_STATED PROBLEM_
Determine how many lines of the material below contain the string "green", treating uppercase and lowercase letters as distinct, and state only that number.

:::::

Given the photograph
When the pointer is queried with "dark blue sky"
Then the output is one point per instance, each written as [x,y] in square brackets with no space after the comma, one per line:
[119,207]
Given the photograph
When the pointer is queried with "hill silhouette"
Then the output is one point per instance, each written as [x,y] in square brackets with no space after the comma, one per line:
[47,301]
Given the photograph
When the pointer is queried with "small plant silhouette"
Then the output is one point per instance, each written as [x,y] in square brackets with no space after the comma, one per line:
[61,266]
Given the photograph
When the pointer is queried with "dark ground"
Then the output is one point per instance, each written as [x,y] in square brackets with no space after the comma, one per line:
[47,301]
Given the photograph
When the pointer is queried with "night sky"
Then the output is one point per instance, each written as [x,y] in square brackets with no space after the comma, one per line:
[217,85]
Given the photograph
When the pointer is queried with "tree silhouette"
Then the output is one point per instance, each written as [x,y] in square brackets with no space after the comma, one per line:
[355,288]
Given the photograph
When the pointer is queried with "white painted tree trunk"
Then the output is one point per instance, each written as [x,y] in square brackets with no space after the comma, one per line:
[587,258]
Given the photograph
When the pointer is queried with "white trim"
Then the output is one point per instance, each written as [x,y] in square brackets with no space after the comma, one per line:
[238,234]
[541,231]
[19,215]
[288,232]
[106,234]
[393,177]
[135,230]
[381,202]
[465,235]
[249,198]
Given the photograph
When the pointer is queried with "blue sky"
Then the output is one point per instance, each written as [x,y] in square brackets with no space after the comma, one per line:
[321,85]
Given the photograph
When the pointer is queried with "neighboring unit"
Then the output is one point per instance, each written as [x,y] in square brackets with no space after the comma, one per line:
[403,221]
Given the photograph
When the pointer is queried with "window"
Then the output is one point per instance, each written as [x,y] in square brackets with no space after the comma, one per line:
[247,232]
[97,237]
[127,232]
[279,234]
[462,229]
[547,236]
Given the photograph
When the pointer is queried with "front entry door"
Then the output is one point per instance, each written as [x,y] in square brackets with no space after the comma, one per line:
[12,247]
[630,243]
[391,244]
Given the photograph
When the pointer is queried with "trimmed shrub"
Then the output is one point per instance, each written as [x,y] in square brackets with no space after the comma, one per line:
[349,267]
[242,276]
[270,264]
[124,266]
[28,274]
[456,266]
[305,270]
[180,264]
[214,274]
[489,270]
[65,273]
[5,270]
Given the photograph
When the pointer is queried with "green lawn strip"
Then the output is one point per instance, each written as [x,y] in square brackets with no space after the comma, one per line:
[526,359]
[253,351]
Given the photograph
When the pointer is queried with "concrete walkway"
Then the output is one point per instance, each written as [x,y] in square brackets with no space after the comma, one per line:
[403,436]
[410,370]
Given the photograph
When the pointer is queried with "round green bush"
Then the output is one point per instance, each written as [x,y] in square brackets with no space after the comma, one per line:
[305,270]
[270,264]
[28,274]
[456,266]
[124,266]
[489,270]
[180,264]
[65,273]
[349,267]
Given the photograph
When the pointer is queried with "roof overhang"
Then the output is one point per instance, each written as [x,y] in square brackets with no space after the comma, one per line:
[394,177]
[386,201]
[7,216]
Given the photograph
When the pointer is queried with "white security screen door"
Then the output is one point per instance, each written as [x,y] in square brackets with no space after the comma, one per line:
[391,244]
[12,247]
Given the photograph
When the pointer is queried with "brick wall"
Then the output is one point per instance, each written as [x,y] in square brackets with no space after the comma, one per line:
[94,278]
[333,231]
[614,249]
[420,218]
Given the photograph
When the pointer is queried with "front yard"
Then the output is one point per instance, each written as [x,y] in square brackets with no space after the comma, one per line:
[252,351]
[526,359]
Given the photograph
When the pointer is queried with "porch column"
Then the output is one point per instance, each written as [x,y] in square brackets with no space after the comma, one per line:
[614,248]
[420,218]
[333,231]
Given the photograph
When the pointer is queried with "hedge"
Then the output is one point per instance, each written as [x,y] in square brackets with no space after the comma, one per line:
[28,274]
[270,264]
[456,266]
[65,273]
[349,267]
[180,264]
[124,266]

:::::

_FINAL RESULT_
2